> _Document_
——

For history buffs, the Ethan Allen Homestead is well worth a visit. The site played a role during the Revolutionary War, and the exhibits explore the Green Mountain Boys, a group that formed over land disputes. The museum also tells the story of the Abenaki Tribe, the first people of the woodlands. Besides history, the homestead has numerous nature trails and many nice picnic spots with scenic views.

For a tasty treat, you can head to Ben & Jerry's first ice cream store, which opened in 1978 in a renovated gas station. If you're curious how the ice cream is made, the factory is located in Waterbury, about 28 miles from town. Regarding accommodations, the Blind Tiger Burlington is a memorable place to stay. It's a boutique hotel housed in a historic brick mansion, and most decorations are handmade antiques. The outside of the property has colorful flowers and herb gardens where you can relax.


Fall Foliage and the Stowe Community Church, Stowe, Vermont, USA.
Fall Foliage and the Stowe Community Church, Stowe, Vermont, USA.

Vermont is home to the most US Olympic skiers and riders in the country. With that said, the ski towns in the state are world-class. Stowe is a more popular resort community with outdoor recreation throughout the four seasons. Hiking is the norm here in the summer, with 45 trails to choose from that meander through forests and hilltops. Many try to conquer Mount Mansfield, the highest peak in the state. In the winter, the community transforms into a ski destination known for its long-groomed runs. Stowe is one of 20 alpine ski resorts in the state. A great place to learn about the history of snowsports is the Vermont Ski and Snowboard Museum, located in town.

——

> _Request_
Answer these questions using the Vermont travel text above.
(a) What group formed over land disputes?
(b) In what year did Ben & Jerry's first ice cream store open?
(c) How many hiking trails does Stowe offer in the summer?

> _Provided data_
——

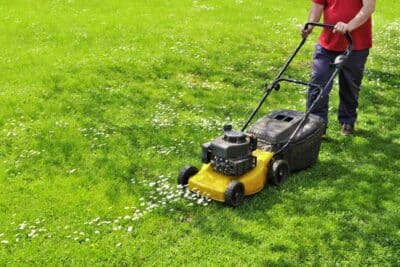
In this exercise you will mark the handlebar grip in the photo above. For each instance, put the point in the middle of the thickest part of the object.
(330, 26)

——

> _Worked solution_
(a) The Green Mountain Boys
(b) 1978
(c) 45